> Tâche courte 1: Dans l'extrait sur Dersou et Arseniev, réduisez en liste à puces le paragraphe qui commence par « Arseniev est officier-topographe » en gardant ses faits principaux.
> Tâche courte 2: Dans les enregistrements, substituez « shaved head » à « bald head » depuis leur début jusqu'à la ligne contenant « [[[17,76],[17,70],[15,68],[9,69],[9,77],[16,78]]] », incluse, sans rien modifier d'autre, et redonnez uniquement ces lignes.

> Extrait du texte:
# # # # # # #

Mais surtout, Dersou a un sens de l'observation hors du commun et une vive intelligence qui lui permettent de tirer des conclusions très justes et d'éviter bien des pièges.

Dersou est généreux et solidaire : il ne tue que pour manger, pense aux autres, bêtes ou hommes... Il est courageux, débrouillard, et foncièrement humains.

Arseniev est officier-topographe. Sans le vouloir il dresse son propre portrait dans ce livre. Il est juste, ouvert aux autres cultures et coutumes, curieux de tout, tenace dans sa mission.. Arseniev connaîtra inondations, feux de forêt, tempête de neige, froid intense, faim, fatigue extrême... et même la météorite de 1908. Mais rien ne l'arrête et chaque soir il s'attelle à la rédaction de son journal de marche.

Arseniev écrit plusieurs fois qu'il questionne Dersou pour apprendre à suivre une piste, pour arriver à prévoir les changements de temps, par exemple. Dersou a bien deviné que cet homme est sans préjugés, sans arrogance.. le professeur c'est lui.

Arseniev a tiré ce livre, qui n'est pas un roman, à mon avis, de ses journaux, les redites en donnent l'impression. Mais cela rend la lecture encore plus intéressante. En faisant le portrait d'un « homme des bois » dont il ne resterait même pas le nom dans un registre quelconque aujourd'hui, il rend hommage aux peuples de Sibérie, aux inconnus de l'histoire, et surtout, à une culture appelée a disparaître (même la tombe de Dersou reste introuvable après le défrichage de la région). C'est la fin d'une époque. Arseniev veut laisser un hommage à son ami et le sortir de l'anonymat.

Arseniev est un héro positif, de ceux qui construisent le monde. Il doit sa renommée à son travail, à son amour des autres. Bien sur il va s'en dire que cela lui attira les persécutions des bureaucrates staliniens : on détruisit ses archives, on tua sa femme...

# # # # # # #

> Données présentées:

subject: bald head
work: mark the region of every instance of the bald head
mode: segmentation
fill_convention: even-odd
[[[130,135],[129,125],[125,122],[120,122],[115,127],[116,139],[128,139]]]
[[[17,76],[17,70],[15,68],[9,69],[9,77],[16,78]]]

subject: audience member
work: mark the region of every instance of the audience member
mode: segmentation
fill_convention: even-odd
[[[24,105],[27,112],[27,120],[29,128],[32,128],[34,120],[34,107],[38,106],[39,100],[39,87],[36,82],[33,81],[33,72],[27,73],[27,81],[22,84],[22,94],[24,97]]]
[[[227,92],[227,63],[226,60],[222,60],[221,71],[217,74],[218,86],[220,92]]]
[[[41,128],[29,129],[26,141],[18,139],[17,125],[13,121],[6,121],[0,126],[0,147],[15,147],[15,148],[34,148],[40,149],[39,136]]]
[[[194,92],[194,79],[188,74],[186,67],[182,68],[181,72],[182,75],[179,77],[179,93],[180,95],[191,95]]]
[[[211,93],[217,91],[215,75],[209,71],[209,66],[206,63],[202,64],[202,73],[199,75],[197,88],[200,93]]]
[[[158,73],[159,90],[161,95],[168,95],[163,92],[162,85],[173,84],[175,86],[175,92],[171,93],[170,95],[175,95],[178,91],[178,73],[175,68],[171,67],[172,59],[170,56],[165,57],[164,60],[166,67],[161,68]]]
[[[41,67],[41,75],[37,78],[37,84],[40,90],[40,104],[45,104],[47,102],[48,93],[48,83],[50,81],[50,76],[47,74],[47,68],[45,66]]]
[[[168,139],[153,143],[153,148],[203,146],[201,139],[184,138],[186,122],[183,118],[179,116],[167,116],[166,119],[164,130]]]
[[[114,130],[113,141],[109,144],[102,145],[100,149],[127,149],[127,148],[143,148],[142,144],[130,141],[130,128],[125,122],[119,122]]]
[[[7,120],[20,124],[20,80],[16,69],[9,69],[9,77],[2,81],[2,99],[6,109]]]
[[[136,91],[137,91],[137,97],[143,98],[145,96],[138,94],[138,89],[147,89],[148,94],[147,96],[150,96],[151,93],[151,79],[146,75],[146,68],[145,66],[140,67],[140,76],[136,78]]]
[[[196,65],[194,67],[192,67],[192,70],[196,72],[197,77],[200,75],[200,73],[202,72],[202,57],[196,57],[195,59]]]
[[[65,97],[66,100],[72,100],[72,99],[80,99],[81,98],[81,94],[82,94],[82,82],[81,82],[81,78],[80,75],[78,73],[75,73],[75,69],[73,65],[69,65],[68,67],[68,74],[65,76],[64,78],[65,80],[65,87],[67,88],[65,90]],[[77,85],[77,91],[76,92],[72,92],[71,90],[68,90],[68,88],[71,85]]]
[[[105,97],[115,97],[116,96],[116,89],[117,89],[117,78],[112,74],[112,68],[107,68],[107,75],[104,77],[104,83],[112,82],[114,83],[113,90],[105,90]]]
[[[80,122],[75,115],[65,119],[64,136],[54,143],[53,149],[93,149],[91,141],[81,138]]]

# # # # # # #

> Réponse complète 1:
- Arseniev est officier-topographe.
- Sans le vouloir, il fait son propre portrait dans ce livre : juste, ouvert aux autres cultures et coutumes, curieux de tout, tenace dans sa mission.
- Il affronte inondations, feux de forêt, tempête de neige, froid intense, faim et fatigue extrême. Il connaît même la météorite de 1908.
- Rien ne l'arrête : chaque soir, il rédige son journal de marche.

> Réponse complète 2:
subject: shaved head
work: mark the region of every instance of the shaved head
mode: segmentation
fill_convention: even-odd
[[[130,135],[129,125],[125,122],[120,122],[115,127],[116,139],[128,139]]]
[[[17,76],[17,70],[15,68],[9,69],[9,77],[16,78]]]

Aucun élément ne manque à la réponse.